━━━ Reading text ━━━

Spanish military general (1878–1936)

Leopoldo Saro y Marín, 1st Count of Playa de Ixdain (January 11, 1878 – August 19, 1936) was a Spanish military general. His success in the Alhucemas landing earned him the title of Conde de la Playa de Ixdain, for the beach where the troops he led landed.

== Early life ==
On January 11, 1878, Saro was born as Leopoldo Sato y Marin in Morón, Cuba.

== Career ==
In 1921 during the Rif War, Saro was posted to Morocco, where he stands out in numerous military actions with the generals Cabanellas, Sanjurjo and Berenguer among others, resulting in his promotion to the rank of general.

General Saro was a member of the conspiracy nucleus known as the Quadrilateral that played an important role in the Coup of Primo de Rivera in September 1923. Not a political man, he returned quickly to Africa to organize the preparations of the Alhucemas landing, where he directed with success one of the columns of attack, by whose action was promoted to General of division and the concession of Count of Playa de Ixdain on behalf of Alfonso XIII.

With the arrival of the Second Republic, General Saro leaves the service and is prosecuted by a Tribunal of Political Responsibilities for his actions in the 1923 ruling, for which he was sentenced for the crime of high treason and aid, and entered in prison, to be amnestied in 1934.

== Personal life ==
On August 19, 1936, Saro was assassinated in Madrid by Republican militias, in spite of not being proven his adherence to Franco's military uprising.

━━━ Excerpted records ━━━

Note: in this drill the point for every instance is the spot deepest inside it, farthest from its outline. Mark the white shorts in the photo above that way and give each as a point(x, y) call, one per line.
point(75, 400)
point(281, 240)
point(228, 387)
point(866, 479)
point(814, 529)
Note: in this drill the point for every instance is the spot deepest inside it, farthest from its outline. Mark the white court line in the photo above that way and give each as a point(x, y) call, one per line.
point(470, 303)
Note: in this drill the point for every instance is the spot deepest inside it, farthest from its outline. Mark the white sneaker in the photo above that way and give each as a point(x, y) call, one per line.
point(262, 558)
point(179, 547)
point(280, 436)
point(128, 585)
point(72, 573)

━━━
━━━ Excerpted records ━━━

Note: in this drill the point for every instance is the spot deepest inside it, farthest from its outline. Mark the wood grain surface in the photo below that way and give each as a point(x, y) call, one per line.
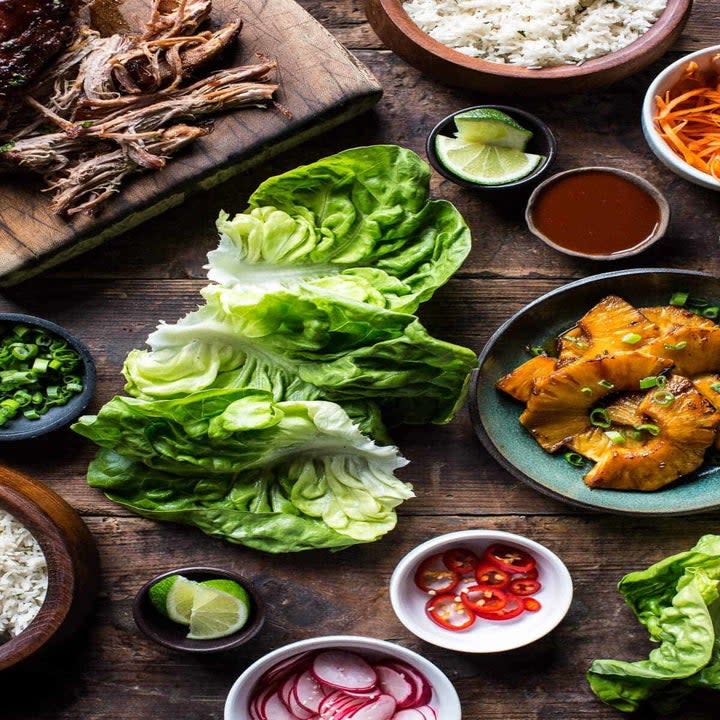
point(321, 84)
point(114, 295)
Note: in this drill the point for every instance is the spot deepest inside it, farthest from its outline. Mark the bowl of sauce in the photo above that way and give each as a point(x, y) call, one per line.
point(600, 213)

━━━

Questions to answer —
**A.** In the Saro biography, in what year was he amnestied after his prison sentence?
**B.** From the Saro biography, transcribe the passage between "Spanish military general (1878–1936)" and "rank of general.", inclusive.

Responses to the exercise —
**A.** 1934

**B.**
Spanish military general (1878–1936)

Leopoldo Saro y Marín, 1st Count of Playa de Ixdain (January 11, 1878 – August 19, 1936) was a Spanish military general. His success in the Alhucemas landing earned him the title of Conde de la Playa de Ixdain, for the beach where the troops he led landed.

== Early life ==
On January 11, 1878, Saro was born as Leopoldo Sato y Marin in Morón, Cuba.

== Career ==
In 1921 during the Rif War, Saro was posted to Morocco, where he stands out in numerous military actions with the generals Cabanellas, Sanjurjo and Berenguer among others, resulting in his promotion to the rank of general.